Reading text section start

The gruesome discovery of a man’s left leg tattooed with the words “Today is a good day to die” has sparked an investigation worthy of a detective film, the Italian media reported on Saturday.
The limb — severed above the knee, apparently with an electric saw — was fished out of a tributary of the Tiber River, which flows through Rome, on Tuesday last week.
The leg had been in the water for less than two days, investigators believe.
Police believe the leg’s owner was murdered and then chopped up. When, where and why the macabre deed took place still remain unknown.
The Il Messaggero daily identified the victim as Gabriele di Ponto, 36, who had a long list of convictions for drug trafficking, armed robbery and violence.
He was also a member of far-right “ultra” supporters of the Rome soccer club SS Lazio, whose name was also tattooed on his leg.
He had recently married an Italian-Tunisian woman, but her father told the newspaper she had left him after a month because he beat her.
“I have never come across anyone as nasty as him,” her father told the daily.
Di Ponto carried out his first armed robbery at 18 and served several jail terms after that, even boasting of his time behind bars on Facebook.
“Hello to all prisoners,” he wrote. “Better to be in a cell, silent, than to be without honor.”

Reading text section end
Given records section start

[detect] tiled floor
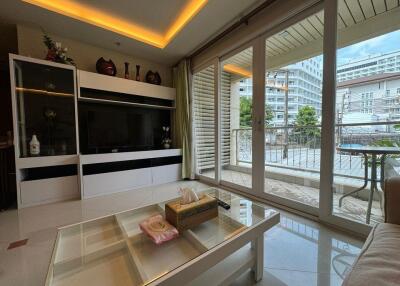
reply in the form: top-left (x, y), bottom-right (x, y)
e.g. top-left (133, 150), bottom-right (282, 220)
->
top-left (203, 170), bottom-right (383, 224)
top-left (0, 181), bottom-right (363, 286)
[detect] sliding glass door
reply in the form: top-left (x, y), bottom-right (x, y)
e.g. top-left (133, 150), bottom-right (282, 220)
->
top-left (192, 0), bottom-right (400, 233)
top-left (264, 11), bottom-right (324, 212)
top-left (219, 47), bottom-right (254, 189)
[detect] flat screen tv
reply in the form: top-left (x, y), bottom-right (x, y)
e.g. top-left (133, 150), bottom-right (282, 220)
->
top-left (79, 102), bottom-right (170, 154)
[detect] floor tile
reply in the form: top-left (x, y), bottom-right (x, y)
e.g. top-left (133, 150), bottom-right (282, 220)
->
top-left (0, 181), bottom-right (362, 286)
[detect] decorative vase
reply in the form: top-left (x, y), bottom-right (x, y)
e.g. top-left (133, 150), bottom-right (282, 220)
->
top-left (136, 65), bottom-right (140, 81)
top-left (125, 62), bottom-right (129, 79)
top-left (146, 71), bottom-right (161, 85)
top-left (96, 57), bottom-right (117, 76)
top-left (29, 134), bottom-right (40, 156)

Given records section end

→ **Task goal**
Duplicate the part of the article on the severed leg that begins at the words "The leg had" and stops after "bars on Facebook.".

→ **Exercise solution**
The leg had been in the water for less than two days, investigators believe.
Police believe the leg’s owner was murdered and then chopped up. When, where and why the macabre deed took place still remain unknown.
The Il Messaggero daily identified the victim as Gabriele di Ponto, 36, who had a long list of convictions for drug trafficking, armed robbery and violence.
He was also a member of far-right “ultra” supporters of the Rome soccer club SS Lazio, whose name was also tattooed on his leg.
He had recently married an Italian-Tunisian woman, but her father told the newspaper she had left him after a month because he beat her.
“I have never come across anyone as nasty as him,” her father told the daily.
Di Ponto carried out his first armed robbery at 18 and served several jail terms after that, even boasting of his time behind bars on Facebook.